| TASK |
Each entry should be repeated exactly. Its pictures should not be.

| MATERIAL PROVIDED |
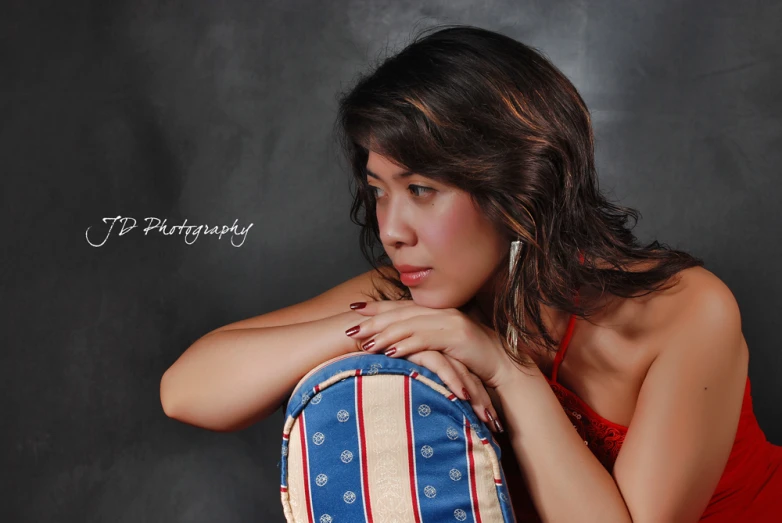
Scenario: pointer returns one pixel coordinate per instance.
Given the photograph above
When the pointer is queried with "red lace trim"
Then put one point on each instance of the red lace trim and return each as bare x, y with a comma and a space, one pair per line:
604, 438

| SOLUTION |
Scenario: pointer returns one pixel coordinate per instance.
Given the photograph above
When the pointer is queried with "red lace trim"
Then put one point on each instance of the red lace trim and return each as bare x, y with a comma and a space, one pair per line:
604, 438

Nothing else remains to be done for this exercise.